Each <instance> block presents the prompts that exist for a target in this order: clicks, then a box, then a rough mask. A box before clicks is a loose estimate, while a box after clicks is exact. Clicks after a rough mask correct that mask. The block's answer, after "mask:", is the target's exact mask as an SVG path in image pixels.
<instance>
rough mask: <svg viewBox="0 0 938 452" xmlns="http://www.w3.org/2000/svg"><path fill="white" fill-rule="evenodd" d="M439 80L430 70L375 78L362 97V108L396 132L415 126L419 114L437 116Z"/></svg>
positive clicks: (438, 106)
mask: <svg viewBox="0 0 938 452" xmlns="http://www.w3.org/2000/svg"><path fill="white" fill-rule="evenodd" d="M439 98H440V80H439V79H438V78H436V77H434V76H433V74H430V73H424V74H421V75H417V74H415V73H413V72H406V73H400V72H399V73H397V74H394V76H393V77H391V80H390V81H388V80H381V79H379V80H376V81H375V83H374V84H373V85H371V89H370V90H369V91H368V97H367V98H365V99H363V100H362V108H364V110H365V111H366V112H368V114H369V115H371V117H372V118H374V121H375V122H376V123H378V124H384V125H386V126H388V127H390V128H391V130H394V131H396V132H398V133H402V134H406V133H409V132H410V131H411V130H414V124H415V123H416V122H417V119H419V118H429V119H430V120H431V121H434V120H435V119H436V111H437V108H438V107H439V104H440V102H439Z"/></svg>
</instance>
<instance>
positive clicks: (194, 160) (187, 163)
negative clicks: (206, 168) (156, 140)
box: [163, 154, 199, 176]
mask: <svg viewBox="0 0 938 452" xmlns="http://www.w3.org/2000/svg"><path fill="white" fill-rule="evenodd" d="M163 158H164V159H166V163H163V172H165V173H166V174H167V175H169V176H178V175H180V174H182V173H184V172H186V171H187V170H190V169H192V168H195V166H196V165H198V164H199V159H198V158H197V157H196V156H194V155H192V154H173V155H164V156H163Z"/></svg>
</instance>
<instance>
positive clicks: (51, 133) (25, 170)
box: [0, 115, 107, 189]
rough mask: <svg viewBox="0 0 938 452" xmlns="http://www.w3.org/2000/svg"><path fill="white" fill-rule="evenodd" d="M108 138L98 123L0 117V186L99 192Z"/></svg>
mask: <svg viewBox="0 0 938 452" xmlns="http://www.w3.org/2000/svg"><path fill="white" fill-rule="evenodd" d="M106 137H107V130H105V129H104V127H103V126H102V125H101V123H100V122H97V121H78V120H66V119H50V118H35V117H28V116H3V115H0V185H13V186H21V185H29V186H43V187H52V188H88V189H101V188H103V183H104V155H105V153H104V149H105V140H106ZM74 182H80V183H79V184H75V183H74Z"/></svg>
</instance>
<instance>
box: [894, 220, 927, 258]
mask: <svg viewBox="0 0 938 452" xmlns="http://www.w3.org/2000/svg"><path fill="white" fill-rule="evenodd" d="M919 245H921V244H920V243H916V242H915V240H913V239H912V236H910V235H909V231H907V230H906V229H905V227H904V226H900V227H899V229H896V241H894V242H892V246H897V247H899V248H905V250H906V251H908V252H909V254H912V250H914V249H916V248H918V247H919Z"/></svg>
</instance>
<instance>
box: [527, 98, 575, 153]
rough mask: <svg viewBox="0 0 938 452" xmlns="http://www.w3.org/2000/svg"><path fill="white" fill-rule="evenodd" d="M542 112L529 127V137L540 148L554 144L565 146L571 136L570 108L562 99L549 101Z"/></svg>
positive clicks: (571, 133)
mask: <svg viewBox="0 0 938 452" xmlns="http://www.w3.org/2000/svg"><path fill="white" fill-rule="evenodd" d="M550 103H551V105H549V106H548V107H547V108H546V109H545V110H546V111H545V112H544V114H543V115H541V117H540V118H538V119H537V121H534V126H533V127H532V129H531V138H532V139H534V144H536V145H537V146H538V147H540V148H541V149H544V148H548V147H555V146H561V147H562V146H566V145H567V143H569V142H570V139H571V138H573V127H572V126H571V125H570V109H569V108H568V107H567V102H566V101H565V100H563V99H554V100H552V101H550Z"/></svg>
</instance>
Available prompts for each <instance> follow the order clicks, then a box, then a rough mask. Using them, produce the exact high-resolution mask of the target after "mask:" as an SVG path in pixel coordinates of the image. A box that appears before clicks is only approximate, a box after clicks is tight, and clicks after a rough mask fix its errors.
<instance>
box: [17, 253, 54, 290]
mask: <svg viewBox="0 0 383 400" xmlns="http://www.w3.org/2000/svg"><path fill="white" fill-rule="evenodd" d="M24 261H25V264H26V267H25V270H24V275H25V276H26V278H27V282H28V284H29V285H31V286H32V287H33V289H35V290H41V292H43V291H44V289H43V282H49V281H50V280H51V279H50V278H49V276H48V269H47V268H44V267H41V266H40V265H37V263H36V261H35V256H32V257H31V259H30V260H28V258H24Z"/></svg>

**BRIEF**
Write out each record exactly, without addition or omission.

**SOLUTION TO THE PROBLEM**
Each <instance> block presents the prompts that exist for a target in this order: clicks, then a box, then a rough mask. A box before clicks is a loose estimate, while a box after clicks is exact. Clicks after a rough mask correct that mask. The block's answer, after "mask:", is the target's exact mask as an SVG path in image pixels.
<instance>
rough mask: <svg viewBox="0 0 938 452" xmlns="http://www.w3.org/2000/svg"><path fill="white" fill-rule="evenodd" d="M439 80L430 70L375 78L362 97V108L396 132L415 126L419 114L437 116Z"/></svg>
positive clicks: (438, 106)
mask: <svg viewBox="0 0 938 452" xmlns="http://www.w3.org/2000/svg"><path fill="white" fill-rule="evenodd" d="M439 98H440V80H439V79H438V78H436V77H434V76H433V74H430V73H424V74H421V75H417V74H415V73H413V72H406V73H400V72H399V73H397V74H394V76H393V77H391V80H390V81H388V80H381V79H379V80H376V81H375V83H374V84H373V85H371V89H370V90H369V91H368V97H367V98H365V99H363V100H362V108H364V110H365V111H366V112H368V114H369V115H371V117H372V118H374V121H375V122H376V123H378V124H384V125H386V126H388V127H390V128H391V130H394V131H396V132H398V133H402V134H406V133H409V132H410V131H411V130H414V124H415V123H416V122H417V119H419V118H429V119H430V120H431V121H434V120H435V119H436V111H437V108H438V107H439V104H440V102H439Z"/></svg>
</instance>
<instance>
positive clicks: (194, 160) (187, 163)
negative clicks: (206, 168) (156, 140)
box: [163, 154, 199, 176]
mask: <svg viewBox="0 0 938 452" xmlns="http://www.w3.org/2000/svg"><path fill="white" fill-rule="evenodd" d="M163 158H164V159H166V163H163V172H165V173H166V174H167V175H169V176H178V175H180V174H182V173H184V172H186V171H187V170H190V169H192V168H195V166H196V165H198V164H199V159H198V158H197V157H196V156H194V155H192V154H173V155H164V156H163Z"/></svg>
</instance>
<instance>
positive clicks: (51, 133) (25, 170)
box: [0, 115, 107, 189]
rough mask: <svg viewBox="0 0 938 452" xmlns="http://www.w3.org/2000/svg"><path fill="white" fill-rule="evenodd" d="M108 138L98 123L0 117V186L99 192Z"/></svg>
mask: <svg viewBox="0 0 938 452" xmlns="http://www.w3.org/2000/svg"><path fill="white" fill-rule="evenodd" d="M106 137H107V130H105V129H104V127H103V126H102V125H101V123H100V122H97V121H78V120H66V119H50V118H35V117H28V116H3V115H0V185H13V186H21V185H29V186H43V187H52V188H88V189H101V188H103V183H104V155H105V153H104V149H105V140H106ZM74 182H80V183H79V184H75V183H74Z"/></svg>
</instance>
<instance>
box: [894, 220, 927, 258]
mask: <svg viewBox="0 0 938 452" xmlns="http://www.w3.org/2000/svg"><path fill="white" fill-rule="evenodd" d="M919 245H921V244H920V243H916V242H915V240H913V239H912V236H910V235H909V231H907V230H906V229H905V227H904V226H900V227H899V229H896V241H894V242H892V246H897V247H899V248H905V250H906V251H908V252H909V254H912V250H914V249H916V248H918V247H919Z"/></svg>
</instance>
<instance>
box: [527, 98, 575, 153]
rough mask: <svg viewBox="0 0 938 452" xmlns="http://www.w3.org/2000/svg"><path fill="white" fill-rule="evenodd" d="M542 112L529 127V137L540 148L554 144L565 146L571 136L570 108L562 99L549 101Z"/></svg>
positive clicks: (571, 133)
mask: <svg viewBox="0 0 938 452" xmlns="http://www.w3.org/2000/svg"><path fill="white" fill-rule="evenodd" d="M550 103H551V105H549V106H548V107H547V108H546V109H545V110H546V111H545V112H544V114H543V115H541V117H540V118H538V119H537V121H534V126H533V127H532V129H531V138H532V139H534V144H536V145H537V146H538V147H540V148H541V149H544V148H548V147H555V146H561V147H562V146H566V145H567V143H569V142H570V139H571V138H573V127H572V126H571V125H570V109H569V108H568V107H567V102H566V101H565V100H563V99H554V100H552V101H550Z"/></svg>
</instance>
Available prompts for each <instance> follow the order clicks, then a box, then a rough mask. Using them, produce the exact high-resolution mask of the target after "mask:" as an SVG path in pixel coordinates of the image. A box that appears before clicks is only approximate, a box after clicks is tight, and clicks after a rough mask fix its errors.
<instance>
box: [17, 253, 54, 290]
mask: <svg viewBox="0 0 383 400" xmlns="http://www.w3.org/2000/svg"><path fill="white" fill-rule="evenodd" d="M24 261H25V264H26V267H25V270H24V275H25V276H26V278H27V282H28V284H29V285H31V286H32V287H33V289H35V290H41V292H43V291H44V289H43V282H49V281H50V280H51V279H50V278H49V276H48V269H47V268H44V267H41V266H40V265H37V263H36V261H35V256H32V257H31V259H30V260H28V258H24Z"/></svg>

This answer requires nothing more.